Gather every line of the material below that contains the string "dark", matching its case exactly.

--- Start DATA PROVIDED ---

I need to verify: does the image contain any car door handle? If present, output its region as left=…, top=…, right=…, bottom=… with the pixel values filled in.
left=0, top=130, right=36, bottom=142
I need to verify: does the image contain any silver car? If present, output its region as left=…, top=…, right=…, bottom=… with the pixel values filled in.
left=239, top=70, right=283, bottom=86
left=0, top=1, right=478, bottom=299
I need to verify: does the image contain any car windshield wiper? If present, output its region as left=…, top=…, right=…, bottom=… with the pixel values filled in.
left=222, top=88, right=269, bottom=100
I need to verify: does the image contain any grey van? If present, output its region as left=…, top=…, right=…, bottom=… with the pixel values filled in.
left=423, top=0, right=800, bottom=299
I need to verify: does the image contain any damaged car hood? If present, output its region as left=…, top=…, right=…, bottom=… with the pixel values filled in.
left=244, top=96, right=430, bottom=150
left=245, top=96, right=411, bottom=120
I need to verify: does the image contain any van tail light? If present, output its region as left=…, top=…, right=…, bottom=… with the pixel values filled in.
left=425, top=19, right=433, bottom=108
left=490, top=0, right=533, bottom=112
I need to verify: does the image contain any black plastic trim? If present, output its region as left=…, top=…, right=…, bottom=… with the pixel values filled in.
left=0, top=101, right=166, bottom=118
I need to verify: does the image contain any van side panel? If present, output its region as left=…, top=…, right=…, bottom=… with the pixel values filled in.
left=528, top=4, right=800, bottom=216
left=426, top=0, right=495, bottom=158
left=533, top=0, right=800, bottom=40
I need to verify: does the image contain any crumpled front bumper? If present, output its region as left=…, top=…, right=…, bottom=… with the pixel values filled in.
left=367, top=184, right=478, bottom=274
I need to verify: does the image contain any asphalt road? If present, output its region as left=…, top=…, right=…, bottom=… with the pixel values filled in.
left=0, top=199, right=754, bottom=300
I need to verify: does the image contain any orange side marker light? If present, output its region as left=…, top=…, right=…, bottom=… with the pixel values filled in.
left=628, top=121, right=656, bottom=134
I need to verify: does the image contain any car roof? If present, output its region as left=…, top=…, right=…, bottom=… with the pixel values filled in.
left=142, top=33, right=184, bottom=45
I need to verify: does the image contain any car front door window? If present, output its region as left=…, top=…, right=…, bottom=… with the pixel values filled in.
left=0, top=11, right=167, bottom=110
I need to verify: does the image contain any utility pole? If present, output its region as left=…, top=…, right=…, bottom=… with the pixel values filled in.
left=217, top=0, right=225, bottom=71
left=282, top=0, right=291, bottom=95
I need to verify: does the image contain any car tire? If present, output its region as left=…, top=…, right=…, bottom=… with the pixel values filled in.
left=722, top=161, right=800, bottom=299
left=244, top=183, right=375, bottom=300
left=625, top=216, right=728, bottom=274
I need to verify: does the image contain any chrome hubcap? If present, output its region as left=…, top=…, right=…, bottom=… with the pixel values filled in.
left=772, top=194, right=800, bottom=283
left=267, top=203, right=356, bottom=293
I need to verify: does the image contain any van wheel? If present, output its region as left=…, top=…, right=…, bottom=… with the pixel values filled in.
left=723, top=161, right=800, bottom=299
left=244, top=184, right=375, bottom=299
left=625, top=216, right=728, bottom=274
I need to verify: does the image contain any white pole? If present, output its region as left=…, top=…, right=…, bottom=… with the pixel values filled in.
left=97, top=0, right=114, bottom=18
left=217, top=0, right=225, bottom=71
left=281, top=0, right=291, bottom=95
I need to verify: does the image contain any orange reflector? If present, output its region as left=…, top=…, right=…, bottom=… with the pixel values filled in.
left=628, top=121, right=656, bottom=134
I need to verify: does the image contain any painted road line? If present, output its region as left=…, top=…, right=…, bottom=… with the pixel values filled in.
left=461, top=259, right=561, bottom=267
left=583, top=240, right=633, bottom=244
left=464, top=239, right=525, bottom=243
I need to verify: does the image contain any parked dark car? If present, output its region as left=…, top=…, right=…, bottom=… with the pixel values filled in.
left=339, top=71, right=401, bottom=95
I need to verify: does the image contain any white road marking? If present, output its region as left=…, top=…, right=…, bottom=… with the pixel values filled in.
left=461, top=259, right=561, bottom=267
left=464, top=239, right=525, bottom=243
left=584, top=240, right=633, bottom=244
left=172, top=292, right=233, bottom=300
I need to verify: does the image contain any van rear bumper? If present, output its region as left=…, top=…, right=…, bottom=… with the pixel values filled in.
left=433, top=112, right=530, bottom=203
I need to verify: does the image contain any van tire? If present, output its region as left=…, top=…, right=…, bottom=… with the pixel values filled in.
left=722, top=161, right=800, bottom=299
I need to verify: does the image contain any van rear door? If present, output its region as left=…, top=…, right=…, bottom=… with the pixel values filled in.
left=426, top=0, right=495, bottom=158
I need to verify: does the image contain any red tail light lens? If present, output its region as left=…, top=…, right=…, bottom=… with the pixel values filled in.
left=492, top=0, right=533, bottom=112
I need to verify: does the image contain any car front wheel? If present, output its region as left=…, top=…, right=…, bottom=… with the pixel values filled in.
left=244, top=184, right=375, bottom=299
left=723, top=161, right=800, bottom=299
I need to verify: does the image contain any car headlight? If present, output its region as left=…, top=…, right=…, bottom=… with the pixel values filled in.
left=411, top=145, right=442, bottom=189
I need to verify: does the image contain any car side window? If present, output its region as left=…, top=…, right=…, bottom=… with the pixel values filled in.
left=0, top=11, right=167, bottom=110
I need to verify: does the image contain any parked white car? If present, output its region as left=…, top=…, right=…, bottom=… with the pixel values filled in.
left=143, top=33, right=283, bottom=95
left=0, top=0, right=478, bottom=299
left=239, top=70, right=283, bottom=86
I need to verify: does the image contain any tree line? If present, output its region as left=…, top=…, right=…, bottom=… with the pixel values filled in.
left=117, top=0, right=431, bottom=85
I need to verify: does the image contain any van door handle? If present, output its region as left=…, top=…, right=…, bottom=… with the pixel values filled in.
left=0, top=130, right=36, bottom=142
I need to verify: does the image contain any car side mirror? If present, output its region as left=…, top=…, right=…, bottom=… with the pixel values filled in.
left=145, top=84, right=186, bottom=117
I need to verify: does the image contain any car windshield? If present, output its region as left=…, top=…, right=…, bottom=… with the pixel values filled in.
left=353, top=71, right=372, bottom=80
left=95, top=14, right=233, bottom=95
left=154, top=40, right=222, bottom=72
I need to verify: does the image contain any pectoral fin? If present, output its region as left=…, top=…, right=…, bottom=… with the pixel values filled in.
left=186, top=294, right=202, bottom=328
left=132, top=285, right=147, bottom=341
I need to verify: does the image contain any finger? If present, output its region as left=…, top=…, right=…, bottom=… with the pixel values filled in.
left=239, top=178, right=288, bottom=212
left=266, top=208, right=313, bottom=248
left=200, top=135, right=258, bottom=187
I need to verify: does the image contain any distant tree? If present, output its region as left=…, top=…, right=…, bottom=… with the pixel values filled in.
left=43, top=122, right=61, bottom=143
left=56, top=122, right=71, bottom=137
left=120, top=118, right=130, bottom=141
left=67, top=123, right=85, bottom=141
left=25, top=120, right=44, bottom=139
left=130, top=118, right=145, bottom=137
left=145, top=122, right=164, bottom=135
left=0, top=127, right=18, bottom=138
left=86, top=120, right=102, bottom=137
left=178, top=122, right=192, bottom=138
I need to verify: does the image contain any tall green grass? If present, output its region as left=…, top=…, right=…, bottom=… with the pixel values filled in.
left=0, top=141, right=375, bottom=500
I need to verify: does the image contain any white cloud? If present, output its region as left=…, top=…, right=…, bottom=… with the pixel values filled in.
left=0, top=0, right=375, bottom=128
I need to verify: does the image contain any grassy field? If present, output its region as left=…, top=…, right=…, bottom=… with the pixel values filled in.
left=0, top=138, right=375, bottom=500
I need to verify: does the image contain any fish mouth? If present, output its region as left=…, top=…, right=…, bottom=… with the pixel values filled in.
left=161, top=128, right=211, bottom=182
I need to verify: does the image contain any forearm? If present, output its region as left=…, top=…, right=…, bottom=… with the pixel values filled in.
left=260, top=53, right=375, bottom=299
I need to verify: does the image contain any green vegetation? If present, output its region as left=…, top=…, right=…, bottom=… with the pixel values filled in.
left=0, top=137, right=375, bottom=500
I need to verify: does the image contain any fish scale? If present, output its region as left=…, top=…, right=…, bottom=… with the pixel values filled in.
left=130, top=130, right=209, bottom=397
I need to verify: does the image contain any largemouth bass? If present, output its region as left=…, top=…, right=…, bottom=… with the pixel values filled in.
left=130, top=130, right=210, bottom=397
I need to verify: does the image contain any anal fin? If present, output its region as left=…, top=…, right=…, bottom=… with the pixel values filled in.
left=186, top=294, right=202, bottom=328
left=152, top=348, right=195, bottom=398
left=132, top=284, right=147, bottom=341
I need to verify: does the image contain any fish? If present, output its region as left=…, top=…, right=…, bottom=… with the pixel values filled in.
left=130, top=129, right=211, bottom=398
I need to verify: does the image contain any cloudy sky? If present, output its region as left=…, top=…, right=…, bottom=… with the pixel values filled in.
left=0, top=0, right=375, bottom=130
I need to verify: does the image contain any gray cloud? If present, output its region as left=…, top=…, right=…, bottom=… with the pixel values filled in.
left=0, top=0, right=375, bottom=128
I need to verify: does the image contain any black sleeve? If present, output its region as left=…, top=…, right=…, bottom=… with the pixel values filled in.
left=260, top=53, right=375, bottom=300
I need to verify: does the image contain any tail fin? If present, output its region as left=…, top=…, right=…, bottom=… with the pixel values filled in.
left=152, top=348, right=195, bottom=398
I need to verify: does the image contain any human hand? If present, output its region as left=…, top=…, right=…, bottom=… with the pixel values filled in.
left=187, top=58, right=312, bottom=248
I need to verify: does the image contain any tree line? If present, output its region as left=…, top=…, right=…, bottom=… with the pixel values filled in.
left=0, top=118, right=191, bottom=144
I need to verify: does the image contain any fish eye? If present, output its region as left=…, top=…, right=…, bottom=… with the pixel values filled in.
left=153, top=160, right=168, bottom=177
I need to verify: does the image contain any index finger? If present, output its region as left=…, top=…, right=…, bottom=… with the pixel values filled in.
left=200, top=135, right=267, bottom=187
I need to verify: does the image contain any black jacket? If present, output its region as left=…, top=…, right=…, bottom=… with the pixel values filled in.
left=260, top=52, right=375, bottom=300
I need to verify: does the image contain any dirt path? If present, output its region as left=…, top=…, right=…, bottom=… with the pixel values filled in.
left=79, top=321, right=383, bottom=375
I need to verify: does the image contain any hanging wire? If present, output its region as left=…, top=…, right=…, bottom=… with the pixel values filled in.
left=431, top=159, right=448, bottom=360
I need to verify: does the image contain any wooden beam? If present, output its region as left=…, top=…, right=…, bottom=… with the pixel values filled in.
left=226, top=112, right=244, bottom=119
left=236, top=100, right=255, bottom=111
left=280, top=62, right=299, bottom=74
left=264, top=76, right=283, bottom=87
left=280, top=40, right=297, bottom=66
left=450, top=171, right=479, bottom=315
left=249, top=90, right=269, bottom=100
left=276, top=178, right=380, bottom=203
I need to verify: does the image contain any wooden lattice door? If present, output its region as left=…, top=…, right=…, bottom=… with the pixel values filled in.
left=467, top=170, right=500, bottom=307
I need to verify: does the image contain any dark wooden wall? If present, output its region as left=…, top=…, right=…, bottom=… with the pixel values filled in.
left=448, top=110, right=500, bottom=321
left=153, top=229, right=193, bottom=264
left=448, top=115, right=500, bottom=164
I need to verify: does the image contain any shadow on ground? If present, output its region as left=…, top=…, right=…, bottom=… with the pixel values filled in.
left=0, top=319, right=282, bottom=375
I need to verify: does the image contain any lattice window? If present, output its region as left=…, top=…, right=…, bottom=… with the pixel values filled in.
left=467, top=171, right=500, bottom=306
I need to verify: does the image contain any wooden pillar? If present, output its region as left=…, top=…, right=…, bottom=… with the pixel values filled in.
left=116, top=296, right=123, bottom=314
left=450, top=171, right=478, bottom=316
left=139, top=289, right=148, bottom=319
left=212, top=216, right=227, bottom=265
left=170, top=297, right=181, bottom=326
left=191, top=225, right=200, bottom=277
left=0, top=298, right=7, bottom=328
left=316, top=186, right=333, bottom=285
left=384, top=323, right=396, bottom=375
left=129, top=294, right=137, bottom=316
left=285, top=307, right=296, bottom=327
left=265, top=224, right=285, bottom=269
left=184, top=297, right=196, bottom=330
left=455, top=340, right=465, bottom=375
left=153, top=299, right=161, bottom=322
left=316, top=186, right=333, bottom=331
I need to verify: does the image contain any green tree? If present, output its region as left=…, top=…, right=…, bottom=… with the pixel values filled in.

--- End DATA PROVIDED ---

**ANSWER TO THE PROBLEM**
I need to verify: does the image contain any parked dark car? If present, output its region as left=…, top=…, right=…, bottom=… with the pixel values filled in.
I need to verify: does the image contain any dark wooden wall? If present, output its region as left=…, top=…, right=…, bottom=… with the pixel values filled in.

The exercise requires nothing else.